● **TEXT PASSAGE**:
And there are many other behaviours that cause more harm to a political candidate than the consequences of the action should warrant. Brian May (the curly-haired guy from Queen) recently wrote that nobody should vote for Theresa May because she wants to allow a free vote to decide whether fox hunting should be permissible again in Britain. Fox hunting is not the biggest problem the UK is facing currently, and yet, it alone swings Brian May’s vote. He goes even further: “Any MP who supports such a return to cruelty is not a decent one.” A policy of fairly little importance should lead people to form a “coalition of the decent” to stop Theresa May, he suggests. Brian May sees her liberal stance on fox hunting as a reliable indicator of the prime minister’s (bad) character. Or how best to infer if a candidate is racist or sexist? Political correctness prevents (most) misogynist politicians from saying outrageous things, but they often reveal a lot when talking about their wives. Describing a wife as the best decision one has ever made tells me more about his likely feminist views than any well-honed campaign speech.
So how can a politician use this carnival of virtues for winning a general election? As a political candidate, your primary focus should be to convince the most people possible of your benevolence towards them, while simultaneously undermining the perceived benevolence of your opponents. Don’t waste too much time on competence. All recent attempts to ridicule the competence of a political candidate, ranging from “she doesn’t know where Russia is” to “he contradicts himself all the time” were not successful.
The same is true if you are trying to convince people that the other candidate is not playing by the moral rules, such as pointing out that he lies all the time. Most people don’t mind a nasty player on their team, as long as said player brings success to them (the Diego Costa rule?). And they surely prefer a nasty player on their team over the rule-abiding player on the other team. Theresa May, then, shouldn’t take too much time to point out that Jeremy Corbin is unproven as a leader; this will not convince Labour voters to jump ship. She needs to undermine the perception that he wants to bring change to the British working class. Think of the last American election and how deaf Trump’s core voters were (and are) to attempts to paint him as a lying, incompetent politician unfit for office. While true, these voters thought that still, he is their lying, incompetent president.

● **DATA SECTION**:
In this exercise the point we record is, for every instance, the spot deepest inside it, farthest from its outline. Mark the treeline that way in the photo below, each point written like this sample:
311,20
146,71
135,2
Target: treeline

--

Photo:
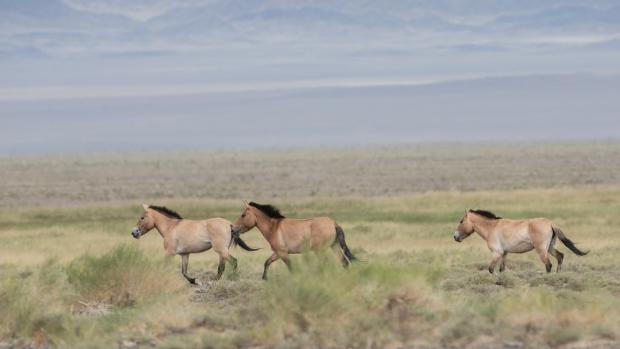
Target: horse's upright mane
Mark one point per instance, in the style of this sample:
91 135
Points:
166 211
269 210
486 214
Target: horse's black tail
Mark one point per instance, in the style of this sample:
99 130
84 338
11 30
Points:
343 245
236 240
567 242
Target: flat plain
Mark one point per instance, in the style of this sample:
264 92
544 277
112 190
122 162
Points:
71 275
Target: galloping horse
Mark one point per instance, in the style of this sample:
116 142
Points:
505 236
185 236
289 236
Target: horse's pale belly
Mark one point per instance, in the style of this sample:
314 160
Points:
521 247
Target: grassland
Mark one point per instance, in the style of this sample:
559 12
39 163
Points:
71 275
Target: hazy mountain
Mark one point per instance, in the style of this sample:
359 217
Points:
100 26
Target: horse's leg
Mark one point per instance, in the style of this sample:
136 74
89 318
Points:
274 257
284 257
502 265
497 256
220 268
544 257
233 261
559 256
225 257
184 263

* * *

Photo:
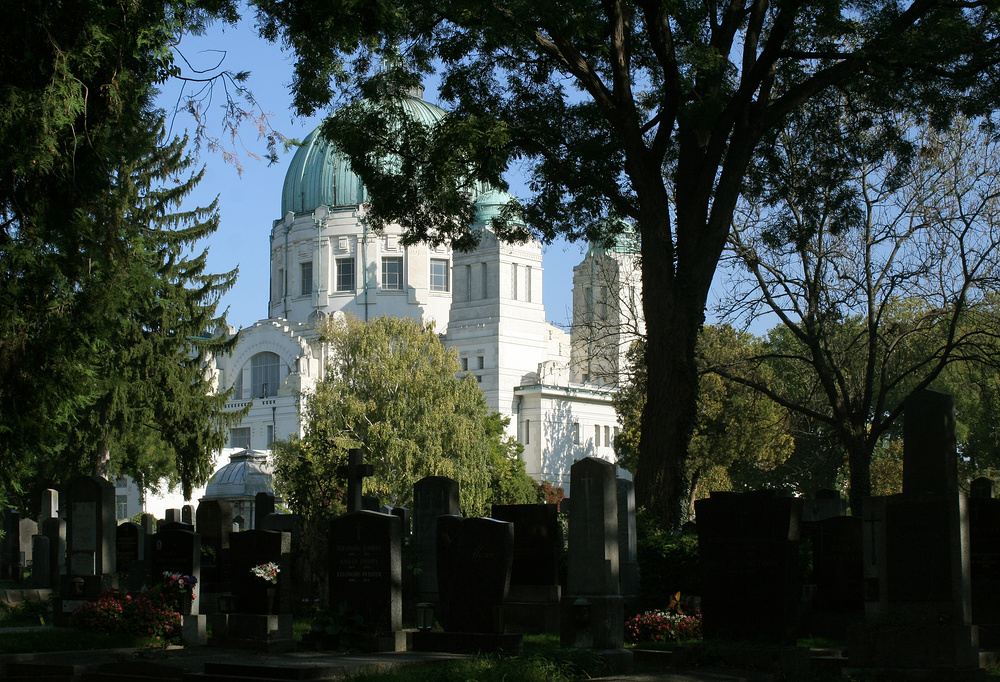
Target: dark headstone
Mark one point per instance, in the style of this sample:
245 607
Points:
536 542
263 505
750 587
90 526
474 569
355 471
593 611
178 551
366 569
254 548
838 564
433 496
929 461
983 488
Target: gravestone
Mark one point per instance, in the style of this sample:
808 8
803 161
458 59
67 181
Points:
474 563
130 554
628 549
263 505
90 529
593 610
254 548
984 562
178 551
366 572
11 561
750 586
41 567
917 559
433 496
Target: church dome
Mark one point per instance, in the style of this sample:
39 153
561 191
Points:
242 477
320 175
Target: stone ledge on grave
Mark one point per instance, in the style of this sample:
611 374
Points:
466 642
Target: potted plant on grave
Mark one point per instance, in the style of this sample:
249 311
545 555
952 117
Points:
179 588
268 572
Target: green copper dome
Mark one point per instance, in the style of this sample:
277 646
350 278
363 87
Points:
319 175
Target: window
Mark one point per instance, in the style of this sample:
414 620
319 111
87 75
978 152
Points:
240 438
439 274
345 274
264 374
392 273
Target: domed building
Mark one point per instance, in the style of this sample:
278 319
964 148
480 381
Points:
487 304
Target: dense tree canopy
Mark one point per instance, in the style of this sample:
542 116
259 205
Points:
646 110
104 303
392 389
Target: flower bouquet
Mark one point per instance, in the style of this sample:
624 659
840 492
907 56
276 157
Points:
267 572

● **TASK DESCRIPTION**:
Copy the section of the political candidates text above exactly, starting with "So how can a" and going on through "were not successful.".

● **THE ANSWER**:
So how can a politician use this carnival of virtues for winning a general election? As a political candidate, your primary focus should be to convince the most people possible of your benevolence towards them, while simultaneously undermining the perceived benevolence of your opponents. Don’t waste too much time on competence. All recent attempts to ridicule the competence of a political candidate, ranging from “she doesn’t know where Russia is” to “he contradicts himself all the time” were not successful.